--- Ejercicio propuesto ---
Indique si cada afirmación coincide con el texto sobre la defensa de la vida, respondiendo sí o no y citando literalmente las palabras del texto que lo deciden. (a) La palabra «iglesia» se escribe en minúscula para dar a entender que, para los sectarios, hay más de una. (b) Según el texto, los tribunales pueden negar la vida. (c) El texto sostiene que la vida admite remiendos.

Defensa de la vida: ¡por diestro y por siniestro!

Atiéndame bien, eminencia: La vida es incuestionable, se mire como se mire. Dígase lo que se diga, ¡la vida es y seguirá siendo siempre vida! Nadie puede negarla: ¡ni tribunales, ni sociedad, ni iglesia! (escribo “iglesia” en minúscula para dar a entender que para los sectarios como usted hay más de una). La vida, indiscutiblemente, es algo objetivo que no acepta remiendos, a menos que uno pierda el contacto con la realidad. Alucinación, ya le digo.

--- Filas de datos ---
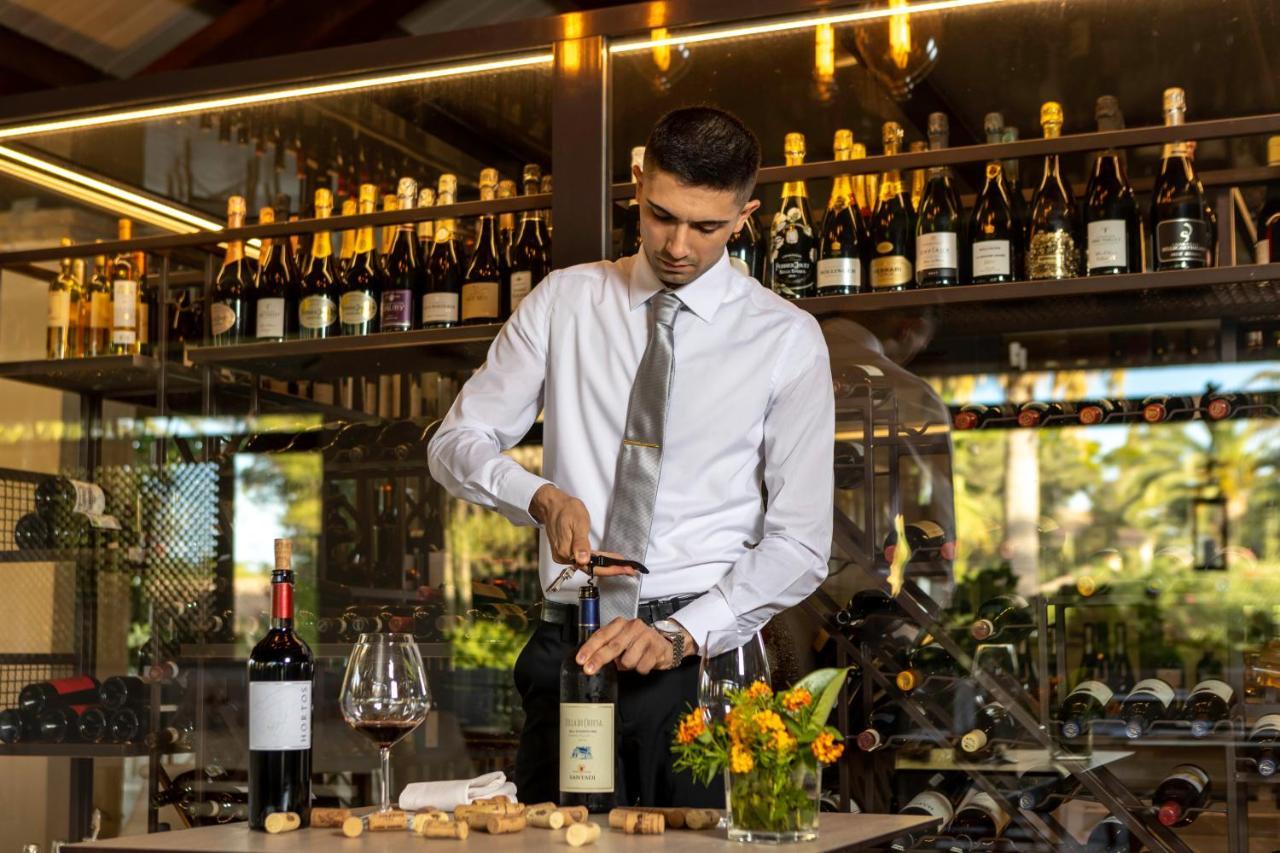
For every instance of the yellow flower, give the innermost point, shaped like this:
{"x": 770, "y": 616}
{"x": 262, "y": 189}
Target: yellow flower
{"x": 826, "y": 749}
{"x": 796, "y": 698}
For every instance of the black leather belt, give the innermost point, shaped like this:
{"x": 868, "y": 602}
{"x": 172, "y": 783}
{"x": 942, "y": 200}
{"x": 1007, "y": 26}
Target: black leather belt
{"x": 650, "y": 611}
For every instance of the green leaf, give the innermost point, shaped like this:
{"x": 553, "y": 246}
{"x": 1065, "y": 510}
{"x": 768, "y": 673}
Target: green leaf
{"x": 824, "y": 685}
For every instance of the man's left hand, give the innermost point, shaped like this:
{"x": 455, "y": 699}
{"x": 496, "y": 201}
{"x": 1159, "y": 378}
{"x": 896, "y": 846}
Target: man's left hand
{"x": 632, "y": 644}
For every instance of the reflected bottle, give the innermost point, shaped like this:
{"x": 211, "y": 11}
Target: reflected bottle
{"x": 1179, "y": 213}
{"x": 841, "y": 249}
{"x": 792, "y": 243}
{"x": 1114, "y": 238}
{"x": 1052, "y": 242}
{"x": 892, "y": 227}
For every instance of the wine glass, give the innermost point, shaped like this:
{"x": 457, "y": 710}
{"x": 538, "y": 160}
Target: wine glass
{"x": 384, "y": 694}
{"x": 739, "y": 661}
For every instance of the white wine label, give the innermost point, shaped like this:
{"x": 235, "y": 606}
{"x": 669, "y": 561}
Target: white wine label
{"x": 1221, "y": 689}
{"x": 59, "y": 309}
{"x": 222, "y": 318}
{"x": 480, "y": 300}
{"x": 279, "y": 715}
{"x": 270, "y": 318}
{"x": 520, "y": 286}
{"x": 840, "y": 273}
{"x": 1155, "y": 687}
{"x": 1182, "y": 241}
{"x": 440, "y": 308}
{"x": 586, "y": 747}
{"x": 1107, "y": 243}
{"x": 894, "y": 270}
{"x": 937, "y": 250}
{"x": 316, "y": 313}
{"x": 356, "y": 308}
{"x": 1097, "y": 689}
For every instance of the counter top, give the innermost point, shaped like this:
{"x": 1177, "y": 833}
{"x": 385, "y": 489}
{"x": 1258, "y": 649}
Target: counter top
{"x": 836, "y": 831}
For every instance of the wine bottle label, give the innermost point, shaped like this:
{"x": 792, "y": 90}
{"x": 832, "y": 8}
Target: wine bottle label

--- Tarea resuelta ---
(a) Sí: «escribo “iglesia” en minúscula para dar a entender que para los sectarios como usted hay más de una».
(b) No: «Nadie puede negarla: ¡ni tribunales, ni sociedad, ni iglesia!».
(c) No: «La vida, indiscutiblemente, es algo objetivo que no acepta remiendos».